## Brief
Hand back every line from the beginning of the data below through the line containing "Objective — one point per instance of the worker", word for word and free of pictures.

## Material to process
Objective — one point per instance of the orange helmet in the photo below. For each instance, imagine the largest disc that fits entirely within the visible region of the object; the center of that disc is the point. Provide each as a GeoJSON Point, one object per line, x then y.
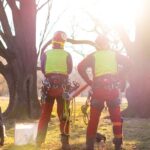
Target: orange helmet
{"type": "Point", "coordinates": [59, 37]}
{"type": "Point", "coordinates": [101, 40]}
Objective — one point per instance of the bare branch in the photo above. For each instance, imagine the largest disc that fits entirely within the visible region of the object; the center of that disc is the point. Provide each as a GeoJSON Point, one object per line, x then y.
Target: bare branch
{"type": "Point", "coordinates": [46, 25]}
{"type": "Point", "coordinates": [12, 5]}
{"type": "Point", "coordinates": [3, 68]}
{"type": "Point", "coordinates": [4, 21]}
{"type": "Point", "coordinates": [3, 36]}
{"type": "Point", "coordinates": [43, 5]}
{"type": "Point", "coordinates": [81, 42]}
{"type": "Point", "coordinates": [126, 41]}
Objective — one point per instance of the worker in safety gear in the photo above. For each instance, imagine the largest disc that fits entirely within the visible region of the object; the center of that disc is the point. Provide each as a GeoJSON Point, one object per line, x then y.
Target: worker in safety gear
{"type": "Point", "coordinates": [56, 65]}
{"type": "Point", "coordinates": [104, 64]}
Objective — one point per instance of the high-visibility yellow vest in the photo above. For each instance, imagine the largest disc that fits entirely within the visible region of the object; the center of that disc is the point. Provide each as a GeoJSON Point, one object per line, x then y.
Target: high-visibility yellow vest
{"type": "Point", "coordinates": [56, 61]}
{"type": "Point", "coordinates": [105, 62]}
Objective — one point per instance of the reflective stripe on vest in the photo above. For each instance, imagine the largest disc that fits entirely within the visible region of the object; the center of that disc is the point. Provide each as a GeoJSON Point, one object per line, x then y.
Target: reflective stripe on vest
{"type": "Point", "coordinates": [56, 61]}
{"type": "Point", "coordinates": [105, 62]}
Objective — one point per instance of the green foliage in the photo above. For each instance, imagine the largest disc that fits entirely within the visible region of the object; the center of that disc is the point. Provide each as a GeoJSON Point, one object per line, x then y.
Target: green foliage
{"type": "Point", "coordinates": [136, 132]}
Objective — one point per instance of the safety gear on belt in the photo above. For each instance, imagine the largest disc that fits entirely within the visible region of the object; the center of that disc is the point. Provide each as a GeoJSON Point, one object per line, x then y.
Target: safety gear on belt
{"type": "Point", "coordinates": [65, 142]}
{"type": "Point", "coordinates": [118, 143]}
{"type": "Point", "coordinates": [90, 143]}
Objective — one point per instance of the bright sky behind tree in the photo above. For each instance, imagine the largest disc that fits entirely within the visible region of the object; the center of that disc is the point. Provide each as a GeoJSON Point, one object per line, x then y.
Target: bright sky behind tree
{"type": "Point", "coordinates": [70, 16]}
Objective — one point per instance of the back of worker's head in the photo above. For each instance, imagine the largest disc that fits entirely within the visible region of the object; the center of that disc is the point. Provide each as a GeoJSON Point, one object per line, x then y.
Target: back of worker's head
{"type": "Point", "coordinates": [102, 42]}
{"type": "Point", "coordinates": [59, 40]}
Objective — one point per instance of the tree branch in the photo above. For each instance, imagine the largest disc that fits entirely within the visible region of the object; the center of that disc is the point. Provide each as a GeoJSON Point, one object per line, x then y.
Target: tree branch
{"type": "Point", "coordinates": [43, 5]}
{"type": "Point", "coordinates": [12, 5]}
{"type": "Point", "coordinates": [3, 68]}
{"type": "Point", "coordinates": [68, 40]}
{"type": "Point", "coordinates": [81, 42]}
{"type": "Point", "coordinates": [126, 41]}
{"type": "Point", "coordinates": [46, 25]}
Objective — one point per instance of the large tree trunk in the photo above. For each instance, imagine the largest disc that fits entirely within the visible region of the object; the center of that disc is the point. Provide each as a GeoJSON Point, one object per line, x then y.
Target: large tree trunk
{"type": "Point", "coordinates": [22, 83]}
{"type": "Point", "coordinates": [138, 93]}
{"type": "Point", "coordinates": [21, 69]}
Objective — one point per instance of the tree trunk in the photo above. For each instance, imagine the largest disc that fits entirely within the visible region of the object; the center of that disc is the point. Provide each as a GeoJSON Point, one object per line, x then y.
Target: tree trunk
{"type": "Point", "coordinates": [138, 93]}
{"type": "Point", "coordinates": [22, 84]}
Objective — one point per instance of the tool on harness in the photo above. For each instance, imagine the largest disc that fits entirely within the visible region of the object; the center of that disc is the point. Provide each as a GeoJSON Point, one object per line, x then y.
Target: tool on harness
{"type": "Point", "coordinates": [1, 129]}
{"type": "Point", "coordinates": [53, 86]}
{"type": "Point", "coordinates": [85, 107]}
{"type": "Point", "coordinates": [69, 88]}
{"type": "Point", "coordinates": [106, 82]}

## The completed task
Objective — one point per instance of the orange helmet in the photo below. For each instance, imagine the largest disc that fits entirely within the visible region of the object; the center of that disc is the point. Provide each as a GeoJSON Point, one object per line, x then y.
Target: orange helmet
{"type": "Point", "coordinates": [59, 37]}
{"type": "Point", "coordinates": [101, 40]}
Objective — one point per instance of the bare branch in the photo above. For each instance, imagine the largest disc that fits entirely within the visible region of the object; the center of that disc is the point. Provide each as a GeoJSON Point, one object per line, x then y.
Target: bare branch
{"type": "Point", "coordinates": [46, 25]}
{"type": "Point", "coordinates": [12, 5]}
{"type": "Point", "coordinates": [3, 68]}
{"type": "Point", "coordinates": [4, 21]}
{"type": "Point", "coordinates": [3, 36]}
{"type": "Point", "coordinates": [43, 5]}
{"type": "Point", "coordinates": [81, 42]}
{"type": "Point", "coordinates": [126, 41]}
Objective — one point per instance of the worker in safety gear in the photo above. For each instance, imagine the largest disc that fits entirely within the visible region of the object; the center of that disc is the point. Provide each as a GeoJSON Point, one object per line, x then y.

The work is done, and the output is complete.